◆ Required tasks
• a. Answer these questions from the article on Auckland's water crisis:
(i) Who chaired the independent review of Auckland's council-controlled organizations?
(ii) From what month and year was the Watercare audit and risk committee report that the review examined?
(iii) According to Cayford, in what year did the four former city councils, working with residents, beat the drought?
• b. List every person named in the article on Auckland's water crisis.
• c. Summarize the article on Auckland's water crisis in three sentences.
>> Start Given passage
July 31: Watercare and Auckland Council get a roasting
An independent review into Auckland's five council-controlled organisations, chaired by Miriam Dean, QC, does not make pretty reading for Watercare and the council.
Dean, consultant Doug Martin and former Manukau City Council chief executive Leigh Auton said the drought was outside the scope of the review, but the issue came up in feedback. Many considered Watercare was unprepared and some foresight to provide extra capacity could have avoided water restrictions.
The review noted Watercare and the council had no joint response plan and "the council had no water strategy to, among other things, describe how much capacity the system should have to deal with such weather-related events".
When the review looked at Watercare's most recent audit and risk committee report from January 2020 it "did little more than describe such a risk as a 'failure to meet short-term water demand due to loss of supply or high consumer demand'."
The review also touched on Watercare's pricing and its legal obligation to keep prices to a minimum while maintaining its networks.
One former senior council manager said: "To have good reliable services, we will have to pay more." Another council manager put it more bluntly: "Watercare's price path is too low."
Watercare's response was that past investment allowed it to keep prices low.
The review was highly critical of the council's oversight of the CCOs.
"The council's many plans, policies and strategies offer almost no practical strategic direction to CCOs. They do not contain careful, detailed information about the council's expectations of CCOs so they can set their work programmes and priorities accordingly."
Goff: Auckland cannot afford to play Russian roulette with water
In an interview with the Herald this week, Goff said Watercare and the council did not anticipate the water crisis, nor was it sufficiently ready for it.
He said Watercare was working on the premise it had enough water to meet the city's growth up to the 2030s, but could not foresee a serious drought in the first six months of last year followed by an even worse drought in the first six months of this year.
"I'm not blaming them for not having 20/20 hindsight," he said.
When the seriousness of the drought dawned on him, Goff said it became obvious the city could not play "Russian roulette" with the water supply.
He said the job now was to build a more resilient system, which meant having more water than was needed in a normal dry year - the opposite of Watercare's drought response.
Goff said the council had to bear some responsibility, saying it did not have a proper water strategy and, like Watercare, was not sufficiently prepared.
Since the council picked up on the crisis, he said, it was acting at pace - "hopefully at sufficient pace to get us through this summer".
Dr Joel Cayford, a planner and former Auckland Regional councillor, describes Auckland's water crisis as the worst-managed drought in 100 years.
He said in 1994 it was the four former city councils working with residents who beat the drought. Since then, Watercare had come under the control of Auckland Council.
"This time Auckland Council's governance, leadership and performance has been abysmal," Cayford said.
>> End Given passage
>> Start Data excerpts
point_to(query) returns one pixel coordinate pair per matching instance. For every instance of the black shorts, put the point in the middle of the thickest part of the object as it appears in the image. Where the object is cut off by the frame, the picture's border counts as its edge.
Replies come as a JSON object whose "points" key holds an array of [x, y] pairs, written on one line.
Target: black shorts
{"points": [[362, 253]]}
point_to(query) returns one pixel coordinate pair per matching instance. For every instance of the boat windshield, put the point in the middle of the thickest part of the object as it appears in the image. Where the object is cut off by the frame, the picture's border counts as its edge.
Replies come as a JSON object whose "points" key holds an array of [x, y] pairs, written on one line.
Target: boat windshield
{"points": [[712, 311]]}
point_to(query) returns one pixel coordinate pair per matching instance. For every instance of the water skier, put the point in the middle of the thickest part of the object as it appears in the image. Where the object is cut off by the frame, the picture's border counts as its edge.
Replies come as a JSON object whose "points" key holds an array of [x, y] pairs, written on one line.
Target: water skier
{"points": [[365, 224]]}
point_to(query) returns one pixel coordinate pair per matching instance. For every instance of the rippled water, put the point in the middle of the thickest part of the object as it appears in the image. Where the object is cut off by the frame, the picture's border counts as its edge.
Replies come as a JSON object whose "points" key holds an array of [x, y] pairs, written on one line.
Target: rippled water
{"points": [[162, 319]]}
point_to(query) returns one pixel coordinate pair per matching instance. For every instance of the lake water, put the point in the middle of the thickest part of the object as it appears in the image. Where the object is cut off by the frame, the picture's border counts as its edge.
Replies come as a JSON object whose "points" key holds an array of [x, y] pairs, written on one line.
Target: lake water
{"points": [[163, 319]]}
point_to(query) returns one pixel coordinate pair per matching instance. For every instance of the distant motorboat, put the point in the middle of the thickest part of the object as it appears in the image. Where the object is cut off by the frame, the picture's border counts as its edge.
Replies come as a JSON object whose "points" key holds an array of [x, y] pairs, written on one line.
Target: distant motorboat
>> End Data excerpts
◆ Results for each task
• a.
(i) Miriam Dean, QC
(ii) January 2020
(iii) 1994

• b. Miriam Dean, Doug Martin, Leigh Auton, Goff, Joel Cayford

• c. An independent review of Auckland's council-controlled organizations found that Watercare and the council had no joint response plan and that the council had no water strategy and offered the CCOs almost no practical strategic direction. Goff said Watercare and the council neither anticipated the water crisis nor were sufficiently ready for it, and that the job now was to build a more resilient system. Joel Cayford described the crisis as the worst-managed drought in 100 years and called the council's governance, leadership and performance abysmal.